**SOURCE PASSAGE:**

--- start ---

Also exempt will be the transactions to send, process and receive remittances; acquiring allowed visas; the programs for supporting democracy on the island and the expansion of telecommunications and internet; and all the operations for the interests of U.S. national security and foreign policy.

While the Airbnb platform, which connects the owners of homes with persons seeking tourist accommodations, will not be affected, it is still not clear if Starwood Hotels, a U.S. subsidiary of the Marriott International group that has a hotel in Havana, will be included among the exceptions.

Donald Trump at the Manuel Artime Theater. Photo: AP.
Donald Trump at the Manuel Artime Theater. Photo: AP.

–U.S. citizens who want to travel to Cuba under one of the 12 categories authorized by law, in the case of educational activities will have to do so accompanied at all times by a representative of a U.S. sponsoring company.

–Individual trips to open contacts with the Cuban people will be banned, although they can continue being carried out as part of an organized group.

–The U.S. government must revise the regulations of all the categories authorized to travel to Cuba.

–It is expected that the Trump administration will apply more strictly the regulation that asks all those who travel to Cuba to keep for five years all the receipts and documents of transactions related to their visit.

–Secretary of the Treasury Steve Mnuchin will regularly make audits of the trips to the island.

–The Trump administration supports the embargo on Cuba, which Obama had asked Congress to lift.

–The United States must pronounce itself against any effort in the UN or other international forums to pressure for the lifting of the embargo while there isn’t a political transition in Cuba.

–The Treasury Department will slightly expand the list of Cuban officials with which the United States and its citizens cannot do business with, under no circumstances, to include employees of the Supreme Court of Cuba, among others.

–The secretary of state must hand over to Trump, in a non-specified period of time, a report evaluating if the Cuban government has made democratic advances, and revise the cases of “human rights abuses” in the country.

–In a period of 90 days, Attorney General Jeff Sessions will have to issue a report to the president about the fugitives of U.S, justice believed to be living in Cuba of being protected by the Cuban government.

--- end ---

**STATED PROBLEM:**
Retype the whole Cuba policy text word for word. Work from the Cuba policy text alone.

**GIVEN INFORMATION:**
--- start ---

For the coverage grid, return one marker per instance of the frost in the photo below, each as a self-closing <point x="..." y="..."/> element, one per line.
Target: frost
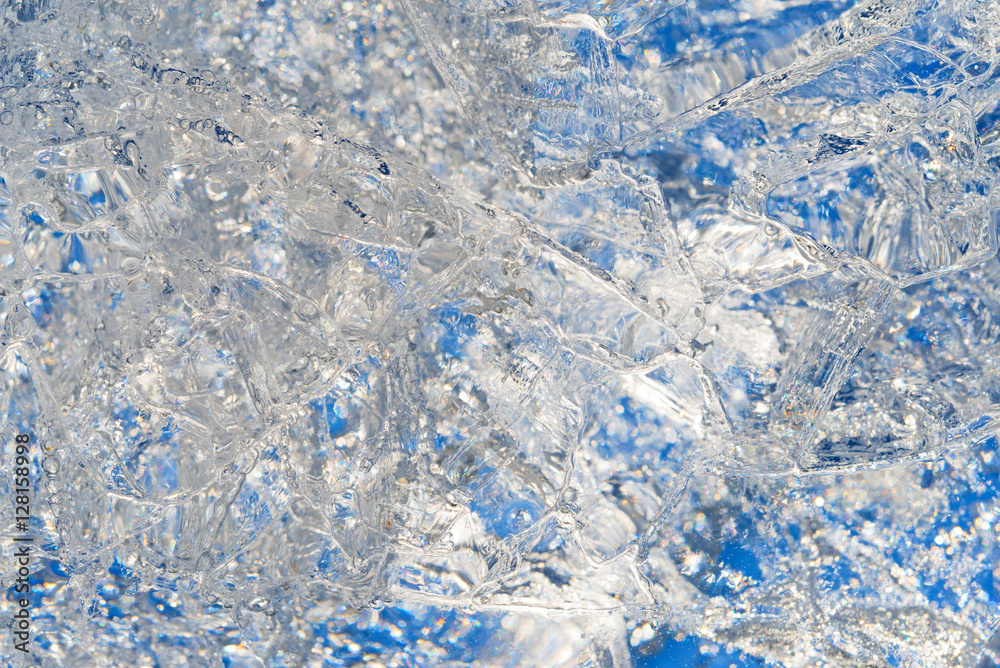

--- end ---

**EXERCISE SOLUTION:**
Also exempt will be the transactions to send, process and receive remittances; acquiring allowed visas; the programs for supporting democracy on the island and the expansion of telecommunications and internet; and all the operations for the interests of U.S. national security and foreign policy.

While the Airbnb platform, which connects the owners of homes with persons seeking tourist accommodations, will not be affected, it is still not clear if Starwood Hotels, a U.S. subsidiary of the Marriott International group that has a hotel in Havana, will be included among the exceptions.

Donald Trump at the Manuel Artime Theater. Photo: AP.
Donald Trump at the Manuel Artime Theater. Photo: AP.

–U.S. citizens who want to travel to Cuba under one of the 12 categories authorized by law, in the case of educational activities will have to do so accompanied at all times by a representative of a U.S. sponsoring company.

–Individual trips to open contacts with the Cuban people will be banned, although they can continue being carried out as part of an organized group.

–The U.S. government must revise the regulations of all the categories authorized to travel to Cuba.

–It is expected that the Trump administration will apply more strictly the regulation that asks all those who travel to Cuba to keep for five years all the receipts and documents of transactions related to their visit.

–Secretary of the Treasury Steve Mnuchin will regularly make audits of the trips to the island.

–The Trump administration supports the embargo on Cuba, which Obama had asked Congress to lift.

–The United States must pronounce itself against any effort in the UN or other international forums to pressure for the lifting of the embargo while there isn’t a political transition in Cuba.

–The Treasury Department will slightly expand the list of Cuban officials with which the United States and its citizens cannot do business with, under no circumstances, to include employees of the Supreme Court of Cuba, among others.

–The secretary of state must hand over to Trump, in a non-specified period of time, a report evaluating if the Cuban government has made democratic advances, and revise the cases of “human rights abuses” in the country.

–In a period of 90 days, Attorney General Jeff Sessions will have to issue a report to the president about the fugitives of U.S, justice believed to be living in Cuba of being protected by the Cuban government.